◆ Provided material:
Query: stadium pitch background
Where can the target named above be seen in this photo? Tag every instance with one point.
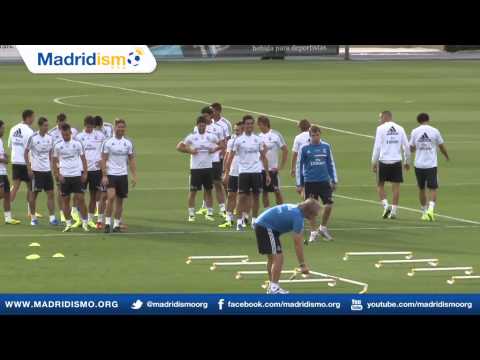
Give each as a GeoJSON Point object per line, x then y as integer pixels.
{"type": "Point", "coordinates": [337, 95]}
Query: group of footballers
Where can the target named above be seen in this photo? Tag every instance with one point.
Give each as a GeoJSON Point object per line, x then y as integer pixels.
{"type": "Point", "coordinates": [241, 164]}
{"type": "Point", "coordinates": [94, 160]}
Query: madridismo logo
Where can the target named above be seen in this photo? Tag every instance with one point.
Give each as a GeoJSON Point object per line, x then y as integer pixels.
{"type": "Point", "coordinates": [87, 59]}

◆ Task objective: Please print the entire listing again exactly, minus its images.

◆ Your solution:
Query: stadium pitch background
Where can the target named above be seen in this photo? Tag every instance with one point.
Give each as a GeoJSON Point object per line, x then y as integer pixels.
{"type": "Point", "coordinates": [337, 95]}
Query: group of footballers
Where can the target named above be seen in this photo? Tag every instance with one point.
Give each as a GeoJSON Point object per line, x then y as integer pixels.
{"type": "Point", "coordinates": [241, 164]}
{"type": "Point", "coordinates": [94, 160]}
Query: madridismo logo
Where can the target named above be seen in this photo? Tag every instance with one point.
Give each as a GeoJSON Point object per line, x then y as integer pixels.
{"type": "Point", "coordinates": [87, 59]}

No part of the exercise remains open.